**Work to do**
Determine how many lines in the listing below contain the string "cloud", matching case exactly, and give only that number.

**Input**
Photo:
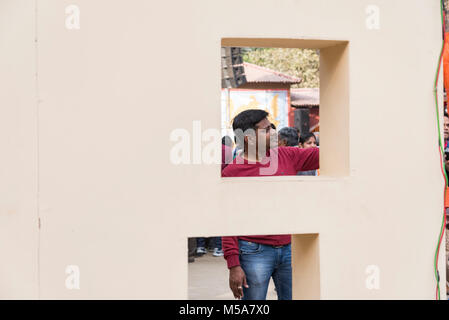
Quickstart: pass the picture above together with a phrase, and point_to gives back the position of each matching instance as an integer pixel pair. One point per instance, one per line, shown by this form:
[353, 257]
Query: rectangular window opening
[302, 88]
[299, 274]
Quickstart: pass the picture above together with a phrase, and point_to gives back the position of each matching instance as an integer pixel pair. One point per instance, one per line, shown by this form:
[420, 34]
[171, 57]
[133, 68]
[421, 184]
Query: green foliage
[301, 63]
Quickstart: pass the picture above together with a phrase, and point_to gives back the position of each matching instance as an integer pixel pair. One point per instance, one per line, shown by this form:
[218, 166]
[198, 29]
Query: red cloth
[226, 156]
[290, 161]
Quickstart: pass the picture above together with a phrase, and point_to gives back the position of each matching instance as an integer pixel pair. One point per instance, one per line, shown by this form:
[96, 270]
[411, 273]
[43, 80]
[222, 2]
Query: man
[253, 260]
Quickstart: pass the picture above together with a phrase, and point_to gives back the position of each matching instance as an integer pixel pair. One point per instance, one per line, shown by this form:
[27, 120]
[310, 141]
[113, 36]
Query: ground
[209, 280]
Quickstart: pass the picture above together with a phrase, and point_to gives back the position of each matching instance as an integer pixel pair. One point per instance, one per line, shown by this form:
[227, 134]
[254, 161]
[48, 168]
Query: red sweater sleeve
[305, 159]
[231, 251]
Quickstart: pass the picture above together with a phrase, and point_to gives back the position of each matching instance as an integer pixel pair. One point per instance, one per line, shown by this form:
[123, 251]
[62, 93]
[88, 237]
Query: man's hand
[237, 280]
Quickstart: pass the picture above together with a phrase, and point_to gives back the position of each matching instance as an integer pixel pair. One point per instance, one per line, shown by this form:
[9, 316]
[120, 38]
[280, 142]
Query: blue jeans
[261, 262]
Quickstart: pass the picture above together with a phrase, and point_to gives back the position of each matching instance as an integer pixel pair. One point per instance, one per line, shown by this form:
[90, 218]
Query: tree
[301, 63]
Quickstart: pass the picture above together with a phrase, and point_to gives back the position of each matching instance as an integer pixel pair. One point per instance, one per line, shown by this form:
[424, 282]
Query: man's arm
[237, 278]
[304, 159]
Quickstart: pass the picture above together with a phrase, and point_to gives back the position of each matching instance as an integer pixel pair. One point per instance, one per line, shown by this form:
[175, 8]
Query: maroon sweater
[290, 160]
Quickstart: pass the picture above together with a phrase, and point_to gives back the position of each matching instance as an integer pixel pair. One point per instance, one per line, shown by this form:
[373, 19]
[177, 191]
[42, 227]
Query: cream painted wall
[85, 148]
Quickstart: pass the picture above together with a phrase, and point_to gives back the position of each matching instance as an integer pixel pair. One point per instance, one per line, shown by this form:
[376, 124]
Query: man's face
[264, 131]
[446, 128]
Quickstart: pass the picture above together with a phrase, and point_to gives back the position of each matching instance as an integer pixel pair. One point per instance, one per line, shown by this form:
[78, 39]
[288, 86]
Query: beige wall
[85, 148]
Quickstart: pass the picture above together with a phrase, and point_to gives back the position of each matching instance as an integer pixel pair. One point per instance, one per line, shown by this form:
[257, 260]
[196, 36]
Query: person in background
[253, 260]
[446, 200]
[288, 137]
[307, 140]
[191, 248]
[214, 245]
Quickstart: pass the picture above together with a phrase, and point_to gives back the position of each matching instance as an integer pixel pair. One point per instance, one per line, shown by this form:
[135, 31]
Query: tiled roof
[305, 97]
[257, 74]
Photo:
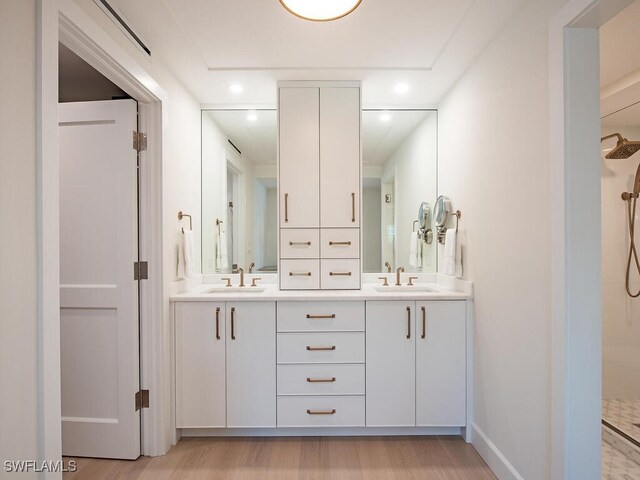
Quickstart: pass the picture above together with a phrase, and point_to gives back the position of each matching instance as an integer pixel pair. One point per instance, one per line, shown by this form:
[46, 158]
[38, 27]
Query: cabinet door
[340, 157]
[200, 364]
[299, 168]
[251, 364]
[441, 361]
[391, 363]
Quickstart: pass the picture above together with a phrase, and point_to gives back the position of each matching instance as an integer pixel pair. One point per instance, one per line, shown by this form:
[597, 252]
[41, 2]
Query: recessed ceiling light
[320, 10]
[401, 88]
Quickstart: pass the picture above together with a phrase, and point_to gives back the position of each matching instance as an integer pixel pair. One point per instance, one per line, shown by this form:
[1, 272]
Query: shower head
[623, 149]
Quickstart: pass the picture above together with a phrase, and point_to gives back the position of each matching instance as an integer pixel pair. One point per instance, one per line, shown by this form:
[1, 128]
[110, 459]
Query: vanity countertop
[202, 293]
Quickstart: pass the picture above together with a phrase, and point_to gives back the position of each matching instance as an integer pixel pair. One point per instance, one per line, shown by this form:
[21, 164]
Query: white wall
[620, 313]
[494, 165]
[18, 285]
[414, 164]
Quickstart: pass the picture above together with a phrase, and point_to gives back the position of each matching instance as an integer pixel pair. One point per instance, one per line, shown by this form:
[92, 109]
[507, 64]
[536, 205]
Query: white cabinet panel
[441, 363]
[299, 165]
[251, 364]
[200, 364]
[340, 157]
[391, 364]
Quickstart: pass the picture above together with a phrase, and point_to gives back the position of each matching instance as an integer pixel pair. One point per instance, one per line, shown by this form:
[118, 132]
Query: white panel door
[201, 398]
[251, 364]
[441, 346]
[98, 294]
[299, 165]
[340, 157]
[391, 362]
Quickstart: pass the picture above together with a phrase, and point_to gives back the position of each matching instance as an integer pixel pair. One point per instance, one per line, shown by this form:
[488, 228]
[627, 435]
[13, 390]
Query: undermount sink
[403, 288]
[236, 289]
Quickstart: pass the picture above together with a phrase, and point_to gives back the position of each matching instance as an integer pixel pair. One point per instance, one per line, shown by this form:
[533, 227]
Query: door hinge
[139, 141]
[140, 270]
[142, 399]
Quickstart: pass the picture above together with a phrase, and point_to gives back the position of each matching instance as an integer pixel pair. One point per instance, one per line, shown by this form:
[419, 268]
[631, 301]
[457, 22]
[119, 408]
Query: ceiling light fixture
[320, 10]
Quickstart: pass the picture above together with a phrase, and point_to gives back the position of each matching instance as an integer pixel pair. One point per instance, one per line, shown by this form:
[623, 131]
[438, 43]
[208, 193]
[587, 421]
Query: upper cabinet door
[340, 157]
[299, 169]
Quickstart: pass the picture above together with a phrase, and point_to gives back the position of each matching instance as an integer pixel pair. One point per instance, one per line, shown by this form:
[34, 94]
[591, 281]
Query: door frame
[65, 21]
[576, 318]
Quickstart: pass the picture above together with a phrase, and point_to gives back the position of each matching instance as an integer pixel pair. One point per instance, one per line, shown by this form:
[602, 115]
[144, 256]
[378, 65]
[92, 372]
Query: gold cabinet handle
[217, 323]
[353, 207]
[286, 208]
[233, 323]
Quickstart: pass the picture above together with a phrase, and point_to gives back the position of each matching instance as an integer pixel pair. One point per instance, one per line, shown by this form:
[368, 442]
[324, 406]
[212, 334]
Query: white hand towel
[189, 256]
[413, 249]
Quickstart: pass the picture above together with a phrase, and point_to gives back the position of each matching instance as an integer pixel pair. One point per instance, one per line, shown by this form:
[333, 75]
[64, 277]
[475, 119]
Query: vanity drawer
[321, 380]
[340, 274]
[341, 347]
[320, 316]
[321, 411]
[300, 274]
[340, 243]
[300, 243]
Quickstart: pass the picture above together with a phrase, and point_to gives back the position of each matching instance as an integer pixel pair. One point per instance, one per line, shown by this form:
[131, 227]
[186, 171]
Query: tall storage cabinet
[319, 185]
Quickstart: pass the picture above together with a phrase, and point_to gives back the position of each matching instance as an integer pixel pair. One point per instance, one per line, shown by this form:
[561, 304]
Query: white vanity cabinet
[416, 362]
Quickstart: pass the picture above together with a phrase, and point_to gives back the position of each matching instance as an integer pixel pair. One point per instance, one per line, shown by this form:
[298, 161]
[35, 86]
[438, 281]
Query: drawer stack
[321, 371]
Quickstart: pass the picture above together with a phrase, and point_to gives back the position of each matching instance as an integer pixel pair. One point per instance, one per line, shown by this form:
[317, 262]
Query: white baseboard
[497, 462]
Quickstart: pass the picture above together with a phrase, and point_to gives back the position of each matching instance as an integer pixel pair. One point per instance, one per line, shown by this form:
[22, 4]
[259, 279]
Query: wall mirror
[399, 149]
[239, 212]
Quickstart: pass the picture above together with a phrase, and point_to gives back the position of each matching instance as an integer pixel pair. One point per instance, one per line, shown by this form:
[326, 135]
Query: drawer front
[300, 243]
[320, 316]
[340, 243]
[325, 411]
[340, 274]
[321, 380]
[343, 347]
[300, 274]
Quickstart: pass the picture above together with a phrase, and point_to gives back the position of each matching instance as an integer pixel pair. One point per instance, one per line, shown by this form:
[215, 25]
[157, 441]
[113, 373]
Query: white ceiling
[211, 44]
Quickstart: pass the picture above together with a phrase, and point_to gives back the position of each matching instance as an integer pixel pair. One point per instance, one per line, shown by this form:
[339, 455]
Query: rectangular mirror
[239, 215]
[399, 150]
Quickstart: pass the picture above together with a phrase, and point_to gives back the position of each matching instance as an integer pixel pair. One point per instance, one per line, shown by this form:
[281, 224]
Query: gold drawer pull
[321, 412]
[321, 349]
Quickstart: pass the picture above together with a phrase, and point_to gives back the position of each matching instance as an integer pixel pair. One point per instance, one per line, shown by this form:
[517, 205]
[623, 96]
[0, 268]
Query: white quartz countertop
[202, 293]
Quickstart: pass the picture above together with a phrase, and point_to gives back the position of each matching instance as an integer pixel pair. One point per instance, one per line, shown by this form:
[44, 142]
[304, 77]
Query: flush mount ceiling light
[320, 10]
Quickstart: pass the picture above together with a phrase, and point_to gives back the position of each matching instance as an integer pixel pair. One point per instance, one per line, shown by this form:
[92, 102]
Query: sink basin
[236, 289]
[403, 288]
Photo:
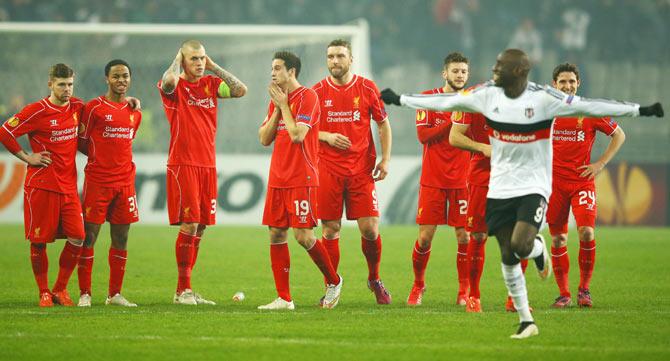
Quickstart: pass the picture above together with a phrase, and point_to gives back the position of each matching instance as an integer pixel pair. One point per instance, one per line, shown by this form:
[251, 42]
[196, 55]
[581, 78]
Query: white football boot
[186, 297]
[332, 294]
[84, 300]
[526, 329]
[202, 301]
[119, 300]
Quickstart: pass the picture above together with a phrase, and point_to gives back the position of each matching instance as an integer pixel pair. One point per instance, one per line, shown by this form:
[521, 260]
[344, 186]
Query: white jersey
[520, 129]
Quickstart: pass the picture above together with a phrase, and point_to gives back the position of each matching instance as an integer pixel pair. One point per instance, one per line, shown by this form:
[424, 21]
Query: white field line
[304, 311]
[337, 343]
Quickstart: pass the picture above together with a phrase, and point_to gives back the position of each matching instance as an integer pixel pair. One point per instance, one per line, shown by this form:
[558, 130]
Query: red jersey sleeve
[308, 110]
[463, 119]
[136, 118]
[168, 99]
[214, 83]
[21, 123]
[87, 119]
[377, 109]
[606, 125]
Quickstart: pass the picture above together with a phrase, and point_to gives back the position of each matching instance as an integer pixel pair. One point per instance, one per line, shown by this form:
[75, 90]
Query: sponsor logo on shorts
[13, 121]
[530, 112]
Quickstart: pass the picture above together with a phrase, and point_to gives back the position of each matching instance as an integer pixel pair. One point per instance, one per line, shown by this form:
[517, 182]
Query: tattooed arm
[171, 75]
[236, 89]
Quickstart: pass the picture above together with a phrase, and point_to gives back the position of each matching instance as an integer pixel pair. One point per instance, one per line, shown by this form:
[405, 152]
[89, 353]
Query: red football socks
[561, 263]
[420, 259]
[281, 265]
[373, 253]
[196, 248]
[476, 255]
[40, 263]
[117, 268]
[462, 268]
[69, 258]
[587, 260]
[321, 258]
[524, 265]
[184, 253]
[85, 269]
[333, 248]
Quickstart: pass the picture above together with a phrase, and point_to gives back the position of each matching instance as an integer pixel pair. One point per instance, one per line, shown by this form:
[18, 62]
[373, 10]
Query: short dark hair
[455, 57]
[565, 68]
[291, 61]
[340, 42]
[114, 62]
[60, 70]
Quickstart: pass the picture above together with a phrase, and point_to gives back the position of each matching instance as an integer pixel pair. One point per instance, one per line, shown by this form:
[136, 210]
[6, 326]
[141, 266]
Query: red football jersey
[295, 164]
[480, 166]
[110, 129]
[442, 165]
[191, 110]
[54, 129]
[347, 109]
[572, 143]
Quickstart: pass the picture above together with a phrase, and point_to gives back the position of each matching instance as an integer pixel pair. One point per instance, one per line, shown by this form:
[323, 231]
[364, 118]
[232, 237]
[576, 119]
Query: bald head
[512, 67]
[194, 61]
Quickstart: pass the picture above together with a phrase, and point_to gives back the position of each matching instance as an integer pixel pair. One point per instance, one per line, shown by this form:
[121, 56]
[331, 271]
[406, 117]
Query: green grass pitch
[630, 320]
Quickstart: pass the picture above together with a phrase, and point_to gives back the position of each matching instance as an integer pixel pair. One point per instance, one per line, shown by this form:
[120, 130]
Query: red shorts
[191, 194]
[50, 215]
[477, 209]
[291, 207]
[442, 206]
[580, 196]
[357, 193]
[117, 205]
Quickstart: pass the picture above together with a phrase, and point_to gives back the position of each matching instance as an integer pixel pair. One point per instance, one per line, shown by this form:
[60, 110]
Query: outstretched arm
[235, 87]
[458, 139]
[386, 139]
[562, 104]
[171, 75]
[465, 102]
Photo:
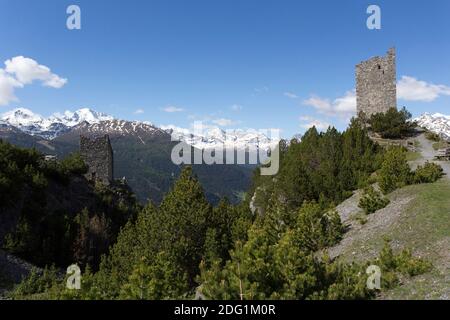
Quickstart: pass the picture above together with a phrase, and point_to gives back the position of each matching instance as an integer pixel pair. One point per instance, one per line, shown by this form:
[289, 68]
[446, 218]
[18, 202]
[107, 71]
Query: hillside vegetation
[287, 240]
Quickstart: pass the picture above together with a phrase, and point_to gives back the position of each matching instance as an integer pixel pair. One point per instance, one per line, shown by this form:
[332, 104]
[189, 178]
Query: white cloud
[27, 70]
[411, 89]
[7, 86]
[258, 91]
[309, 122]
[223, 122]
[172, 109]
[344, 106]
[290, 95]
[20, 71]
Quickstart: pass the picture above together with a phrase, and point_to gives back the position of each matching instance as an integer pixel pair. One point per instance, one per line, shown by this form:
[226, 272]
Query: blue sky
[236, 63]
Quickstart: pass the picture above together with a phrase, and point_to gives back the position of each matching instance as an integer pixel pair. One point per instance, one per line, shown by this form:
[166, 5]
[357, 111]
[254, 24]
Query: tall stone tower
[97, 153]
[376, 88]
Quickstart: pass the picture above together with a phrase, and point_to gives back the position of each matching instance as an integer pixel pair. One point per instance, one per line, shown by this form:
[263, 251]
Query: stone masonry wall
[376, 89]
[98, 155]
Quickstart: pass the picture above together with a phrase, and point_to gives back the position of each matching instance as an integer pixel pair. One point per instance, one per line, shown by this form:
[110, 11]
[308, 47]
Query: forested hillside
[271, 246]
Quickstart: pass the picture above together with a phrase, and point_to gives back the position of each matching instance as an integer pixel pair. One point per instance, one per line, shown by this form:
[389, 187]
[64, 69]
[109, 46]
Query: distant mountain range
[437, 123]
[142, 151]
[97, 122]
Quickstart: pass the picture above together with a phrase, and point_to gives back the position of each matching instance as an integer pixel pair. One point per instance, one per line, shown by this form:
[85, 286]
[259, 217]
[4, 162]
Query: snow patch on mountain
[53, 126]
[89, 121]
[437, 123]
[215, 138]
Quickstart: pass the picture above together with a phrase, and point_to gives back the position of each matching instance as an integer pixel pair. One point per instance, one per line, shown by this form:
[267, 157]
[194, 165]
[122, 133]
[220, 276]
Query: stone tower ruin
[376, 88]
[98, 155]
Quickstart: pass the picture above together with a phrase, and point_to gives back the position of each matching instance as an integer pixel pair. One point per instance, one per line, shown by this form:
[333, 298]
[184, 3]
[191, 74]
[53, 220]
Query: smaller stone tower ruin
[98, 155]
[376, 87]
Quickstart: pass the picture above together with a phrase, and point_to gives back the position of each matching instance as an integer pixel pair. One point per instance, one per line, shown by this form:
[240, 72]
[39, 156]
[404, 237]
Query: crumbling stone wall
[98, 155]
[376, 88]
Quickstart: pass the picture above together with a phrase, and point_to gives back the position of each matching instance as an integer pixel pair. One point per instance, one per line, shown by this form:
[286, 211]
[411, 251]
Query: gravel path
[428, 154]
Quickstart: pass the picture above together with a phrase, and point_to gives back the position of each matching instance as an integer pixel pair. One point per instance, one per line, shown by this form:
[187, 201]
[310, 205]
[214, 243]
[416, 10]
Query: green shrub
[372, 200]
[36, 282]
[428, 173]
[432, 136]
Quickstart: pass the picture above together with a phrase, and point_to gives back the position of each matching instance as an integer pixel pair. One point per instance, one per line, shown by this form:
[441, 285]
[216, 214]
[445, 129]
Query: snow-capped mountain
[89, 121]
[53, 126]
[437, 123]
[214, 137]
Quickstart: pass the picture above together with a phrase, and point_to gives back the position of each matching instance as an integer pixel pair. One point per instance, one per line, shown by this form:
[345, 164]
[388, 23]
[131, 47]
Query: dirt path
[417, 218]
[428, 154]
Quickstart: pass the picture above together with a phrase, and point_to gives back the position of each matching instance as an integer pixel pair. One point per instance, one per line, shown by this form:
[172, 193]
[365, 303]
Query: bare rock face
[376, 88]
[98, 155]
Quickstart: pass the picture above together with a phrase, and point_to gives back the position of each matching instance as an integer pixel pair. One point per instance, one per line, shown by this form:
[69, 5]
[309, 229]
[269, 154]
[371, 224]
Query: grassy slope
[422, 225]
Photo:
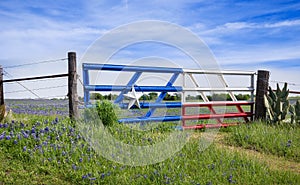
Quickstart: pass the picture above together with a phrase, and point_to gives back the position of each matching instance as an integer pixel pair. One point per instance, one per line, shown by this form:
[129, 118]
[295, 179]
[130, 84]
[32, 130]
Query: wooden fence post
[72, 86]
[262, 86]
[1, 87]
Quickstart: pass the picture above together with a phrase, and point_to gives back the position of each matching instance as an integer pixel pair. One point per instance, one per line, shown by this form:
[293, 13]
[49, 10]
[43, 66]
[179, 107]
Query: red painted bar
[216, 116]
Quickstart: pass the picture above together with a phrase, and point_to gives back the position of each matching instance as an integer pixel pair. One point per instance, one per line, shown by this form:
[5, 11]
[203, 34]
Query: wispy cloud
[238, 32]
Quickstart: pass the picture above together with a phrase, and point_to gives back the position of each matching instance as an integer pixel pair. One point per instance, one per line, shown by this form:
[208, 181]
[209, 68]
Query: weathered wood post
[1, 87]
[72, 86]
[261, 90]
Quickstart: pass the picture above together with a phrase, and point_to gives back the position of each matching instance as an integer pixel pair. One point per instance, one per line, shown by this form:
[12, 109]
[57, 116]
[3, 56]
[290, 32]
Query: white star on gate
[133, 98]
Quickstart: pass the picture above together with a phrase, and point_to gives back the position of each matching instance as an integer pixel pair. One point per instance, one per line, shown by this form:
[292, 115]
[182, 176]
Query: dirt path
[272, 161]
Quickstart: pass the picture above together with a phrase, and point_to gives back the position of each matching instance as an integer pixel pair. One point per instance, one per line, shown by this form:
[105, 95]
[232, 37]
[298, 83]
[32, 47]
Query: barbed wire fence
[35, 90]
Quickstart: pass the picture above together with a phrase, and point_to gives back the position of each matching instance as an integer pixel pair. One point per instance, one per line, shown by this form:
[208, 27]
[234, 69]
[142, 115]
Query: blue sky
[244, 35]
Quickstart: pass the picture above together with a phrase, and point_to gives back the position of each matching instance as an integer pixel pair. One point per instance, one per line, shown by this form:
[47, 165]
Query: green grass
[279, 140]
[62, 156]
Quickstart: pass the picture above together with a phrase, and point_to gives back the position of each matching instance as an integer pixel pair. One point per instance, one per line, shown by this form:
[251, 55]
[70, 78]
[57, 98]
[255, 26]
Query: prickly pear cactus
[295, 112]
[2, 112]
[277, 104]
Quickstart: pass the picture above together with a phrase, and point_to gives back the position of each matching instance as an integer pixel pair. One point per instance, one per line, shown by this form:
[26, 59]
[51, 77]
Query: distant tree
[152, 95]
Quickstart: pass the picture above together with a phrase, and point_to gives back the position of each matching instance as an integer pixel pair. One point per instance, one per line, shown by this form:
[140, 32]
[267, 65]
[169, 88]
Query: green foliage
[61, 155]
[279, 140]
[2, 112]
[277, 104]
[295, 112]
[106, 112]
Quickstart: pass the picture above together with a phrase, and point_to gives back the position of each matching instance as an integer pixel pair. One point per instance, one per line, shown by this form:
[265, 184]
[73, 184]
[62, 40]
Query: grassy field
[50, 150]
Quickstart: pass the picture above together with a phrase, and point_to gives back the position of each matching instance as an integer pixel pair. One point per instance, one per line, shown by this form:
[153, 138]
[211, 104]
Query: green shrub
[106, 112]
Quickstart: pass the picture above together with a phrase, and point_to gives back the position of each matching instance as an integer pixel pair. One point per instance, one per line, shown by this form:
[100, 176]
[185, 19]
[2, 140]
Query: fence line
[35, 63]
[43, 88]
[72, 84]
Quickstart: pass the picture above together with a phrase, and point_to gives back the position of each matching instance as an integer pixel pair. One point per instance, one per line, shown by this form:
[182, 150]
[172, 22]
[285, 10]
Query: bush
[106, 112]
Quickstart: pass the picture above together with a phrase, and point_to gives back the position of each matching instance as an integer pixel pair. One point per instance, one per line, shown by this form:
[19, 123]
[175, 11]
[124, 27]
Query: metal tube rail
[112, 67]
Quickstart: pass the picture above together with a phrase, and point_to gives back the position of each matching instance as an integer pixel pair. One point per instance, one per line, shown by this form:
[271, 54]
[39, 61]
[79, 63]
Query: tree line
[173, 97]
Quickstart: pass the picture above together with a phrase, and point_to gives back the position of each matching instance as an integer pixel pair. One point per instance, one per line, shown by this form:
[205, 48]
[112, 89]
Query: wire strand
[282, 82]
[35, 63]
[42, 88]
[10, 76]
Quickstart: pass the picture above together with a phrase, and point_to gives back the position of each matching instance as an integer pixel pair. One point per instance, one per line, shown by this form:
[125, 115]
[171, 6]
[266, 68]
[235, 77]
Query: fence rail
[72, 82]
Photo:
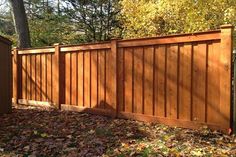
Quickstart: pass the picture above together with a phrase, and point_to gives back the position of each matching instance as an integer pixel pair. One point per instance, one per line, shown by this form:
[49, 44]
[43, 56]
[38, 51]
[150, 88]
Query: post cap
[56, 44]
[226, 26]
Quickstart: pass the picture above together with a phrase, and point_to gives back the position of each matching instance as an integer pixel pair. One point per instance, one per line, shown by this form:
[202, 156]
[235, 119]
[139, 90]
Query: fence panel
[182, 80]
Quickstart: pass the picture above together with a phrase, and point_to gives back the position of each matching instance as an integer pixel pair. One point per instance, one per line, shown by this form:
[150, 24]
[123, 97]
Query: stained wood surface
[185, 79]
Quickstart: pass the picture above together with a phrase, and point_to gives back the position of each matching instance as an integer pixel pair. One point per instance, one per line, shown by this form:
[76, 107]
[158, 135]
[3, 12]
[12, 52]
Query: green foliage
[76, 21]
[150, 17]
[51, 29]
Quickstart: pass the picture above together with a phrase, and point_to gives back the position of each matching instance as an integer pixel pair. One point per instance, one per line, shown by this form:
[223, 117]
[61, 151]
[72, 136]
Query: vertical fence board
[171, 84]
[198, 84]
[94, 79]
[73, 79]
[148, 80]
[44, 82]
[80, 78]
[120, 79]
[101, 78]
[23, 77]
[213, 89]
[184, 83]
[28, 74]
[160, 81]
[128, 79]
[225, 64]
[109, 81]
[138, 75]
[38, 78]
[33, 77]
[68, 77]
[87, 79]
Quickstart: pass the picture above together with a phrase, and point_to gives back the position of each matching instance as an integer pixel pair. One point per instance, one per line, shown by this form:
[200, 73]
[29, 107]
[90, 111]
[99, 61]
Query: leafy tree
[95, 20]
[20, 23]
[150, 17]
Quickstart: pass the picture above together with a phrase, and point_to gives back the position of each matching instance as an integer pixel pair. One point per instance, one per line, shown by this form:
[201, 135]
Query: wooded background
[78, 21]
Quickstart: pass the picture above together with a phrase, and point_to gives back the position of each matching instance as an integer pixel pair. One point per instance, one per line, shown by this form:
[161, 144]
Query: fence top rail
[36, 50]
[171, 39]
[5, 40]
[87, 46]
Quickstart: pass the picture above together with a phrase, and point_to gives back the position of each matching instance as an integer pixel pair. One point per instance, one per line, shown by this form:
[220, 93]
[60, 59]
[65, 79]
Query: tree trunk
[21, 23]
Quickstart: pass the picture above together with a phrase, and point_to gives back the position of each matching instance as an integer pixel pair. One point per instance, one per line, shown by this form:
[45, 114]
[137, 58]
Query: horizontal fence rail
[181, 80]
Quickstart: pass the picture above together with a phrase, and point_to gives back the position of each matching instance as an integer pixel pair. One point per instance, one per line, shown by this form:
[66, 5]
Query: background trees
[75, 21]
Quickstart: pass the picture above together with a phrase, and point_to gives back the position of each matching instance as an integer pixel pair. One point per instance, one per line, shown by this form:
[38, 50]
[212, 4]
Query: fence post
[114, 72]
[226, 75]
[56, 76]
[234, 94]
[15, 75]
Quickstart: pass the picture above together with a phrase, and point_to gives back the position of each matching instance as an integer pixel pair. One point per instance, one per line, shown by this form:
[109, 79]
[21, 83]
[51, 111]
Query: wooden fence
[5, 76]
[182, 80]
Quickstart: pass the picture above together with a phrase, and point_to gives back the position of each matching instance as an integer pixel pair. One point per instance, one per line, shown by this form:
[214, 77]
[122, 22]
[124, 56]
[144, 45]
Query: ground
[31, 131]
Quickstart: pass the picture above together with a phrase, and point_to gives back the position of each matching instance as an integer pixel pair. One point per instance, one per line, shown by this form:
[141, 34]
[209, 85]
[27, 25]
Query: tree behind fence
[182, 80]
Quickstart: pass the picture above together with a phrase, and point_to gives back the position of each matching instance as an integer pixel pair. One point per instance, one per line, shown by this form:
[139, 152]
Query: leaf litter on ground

**Answer for the task**
2